*PROBLEM SET*.
A. Rewrite the passage on Jill Clayburgh's films from "The next year" up to and including "plenty of laughs.", changing "Walter Matthau" to "Jack Lemmon".
B. List each line of the rows that includes the word "plant".

*PASSAGE PROVIDED*.
In Semi-Tough (1977), Clayburgh is again matched with two heavyweights, Burt Reynolds and Kris Kristofferson. They are professional football players and she is sort of their mutual girlfriend. Adapted from Dan Jenkins’ hilarious novel, this is a winning combination of comedy and drama. While most of Ms. Clayburgh’s duties involve being straight woman to the two stars, she is darn good at it.


An Unmarried Woman (1978) pulls no punches in its depiction of real people in real life. Clayburgh’s bravura performance as a dutiful wife abandoned by her feckless husband for another woman earned her an Oscar nomination. She lost to Jane Fonda for Coming Home, but her performance is a masterpiece. Michael Murphy is the deserting husband, Alan Bates the guy who picks up the pieces.


The next year brought Jill Clayburgh another Oscar nomination for her stellar performance in Starting Over (1979). This time she lost to Sally Field for Norma Rae. Clayburgh is the new love interest of recently divorced Burt Reynolds, who can’t seem to get over his ex-wife (Candace Bergen). James L. Brooks’ sparkling screenplay from Dan Wakefield’s novel gives the cast plenty to work with. Very funny.


In First Monday In October (1981), Clayburgh is the first female Justice of the U.S. Supreme Court. The film lost some sting when Sandra Day O’Connor was named to the court for real just before the release date. But, Clayburgh plays a staunch conservative whose frequent battles with curmudgeonly Walter Matthau and Barnard Hughes provide plenty of laughs.


Clayburgh is a Valium addict who quits cold turkey in the harrowing I’m Dancing As Fast As I Can (1982). She is very good, but the movie really isn’t. After this film, Clayburgh pretty well drops off the map.


All of the films in this column are available on DVD. All are for grown-ups.

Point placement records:
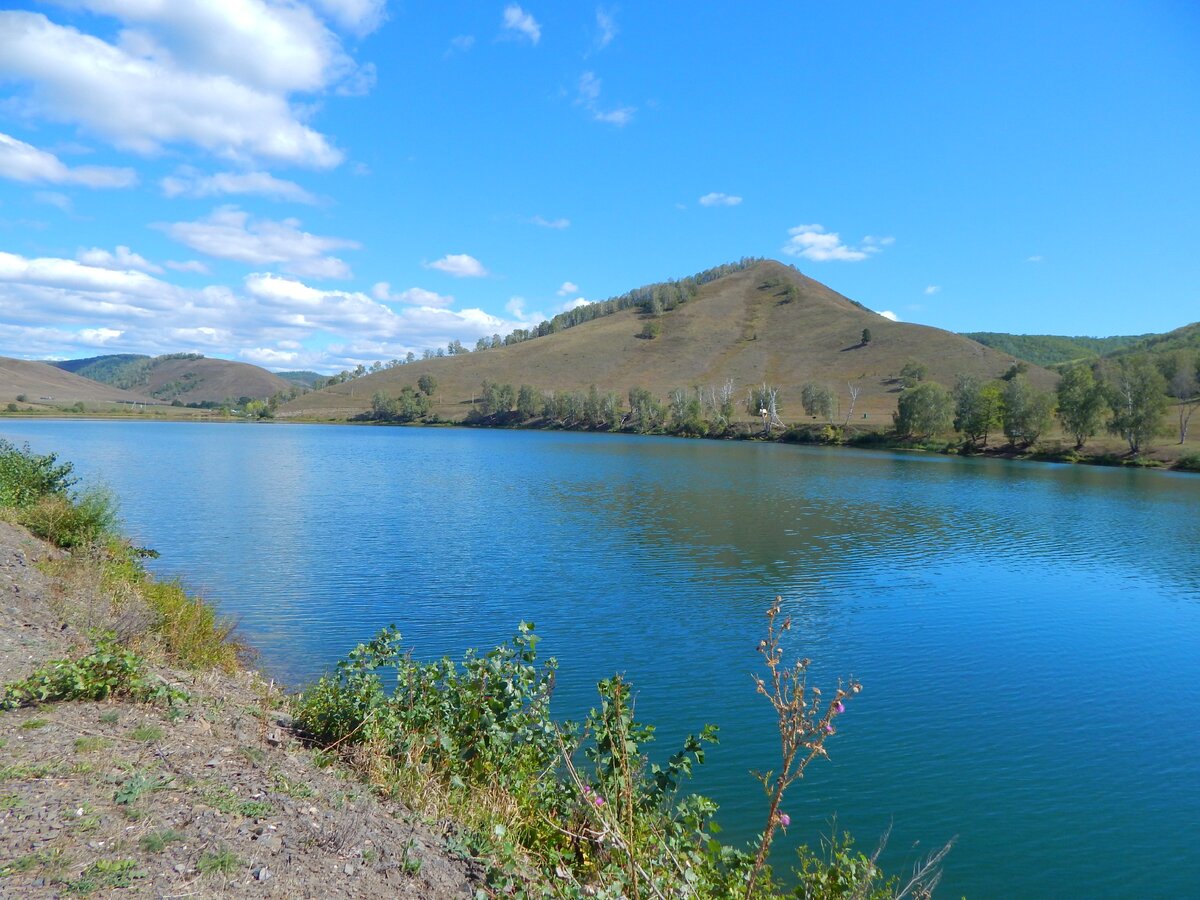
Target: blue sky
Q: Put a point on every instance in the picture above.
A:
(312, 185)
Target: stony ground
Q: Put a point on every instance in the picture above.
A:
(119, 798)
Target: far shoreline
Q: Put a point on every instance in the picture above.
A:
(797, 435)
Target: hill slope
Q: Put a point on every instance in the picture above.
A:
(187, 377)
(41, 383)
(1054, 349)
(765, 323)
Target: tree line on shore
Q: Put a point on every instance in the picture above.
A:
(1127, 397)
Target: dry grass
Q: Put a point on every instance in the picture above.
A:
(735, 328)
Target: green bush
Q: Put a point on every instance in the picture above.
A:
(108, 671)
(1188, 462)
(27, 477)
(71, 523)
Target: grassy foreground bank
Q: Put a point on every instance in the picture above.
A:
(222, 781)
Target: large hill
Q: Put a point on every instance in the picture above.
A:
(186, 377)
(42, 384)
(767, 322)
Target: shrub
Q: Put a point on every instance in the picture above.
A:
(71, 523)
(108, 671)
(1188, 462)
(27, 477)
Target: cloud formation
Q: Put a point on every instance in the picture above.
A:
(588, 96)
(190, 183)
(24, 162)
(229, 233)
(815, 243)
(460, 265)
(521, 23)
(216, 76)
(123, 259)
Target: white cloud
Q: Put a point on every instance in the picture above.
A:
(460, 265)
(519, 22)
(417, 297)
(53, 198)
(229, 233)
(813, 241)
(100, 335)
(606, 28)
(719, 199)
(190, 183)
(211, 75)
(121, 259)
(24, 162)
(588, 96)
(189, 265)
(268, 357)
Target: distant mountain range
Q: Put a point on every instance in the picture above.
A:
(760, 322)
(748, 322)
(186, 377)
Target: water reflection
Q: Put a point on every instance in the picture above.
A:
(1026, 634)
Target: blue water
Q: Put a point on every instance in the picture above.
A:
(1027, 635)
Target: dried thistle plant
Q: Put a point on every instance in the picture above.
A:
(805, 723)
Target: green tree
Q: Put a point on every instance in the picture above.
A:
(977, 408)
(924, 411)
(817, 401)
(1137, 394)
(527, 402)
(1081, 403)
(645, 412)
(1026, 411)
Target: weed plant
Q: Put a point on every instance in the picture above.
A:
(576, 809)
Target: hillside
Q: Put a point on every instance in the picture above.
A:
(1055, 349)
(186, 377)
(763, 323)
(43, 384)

*TASK-BY-TASK OUTPUTS*.
A.
The next year brought Jill Clayburgh another Oscar nomination for her stellar performance in Starting Over (1979). This time she lost to Sally Field for Norma Rae. Clayburgh is the new love interest of recently divorced Burt Reynolds, who can’t seem to get over his ex-wife (Candace Bergen). James L. Brooks’ sparkling screenplay from Dan Wakefield’s novel gives the cast plenty to work with. Very funny.


In First Monday In October (1981), Clayburgh is the first female Justice of the U.S. Supreme Court. The film lost some sting when Sandra Day O’Connor was named to the court for real just before the release date. But, Clayburgh plays a staunch conservative whose frequent battles with curmudgeonly Jack Lemmon and Barnard Hughes provide plenty of laughs.

B.
Target: dried thistle plant
Target: weed plant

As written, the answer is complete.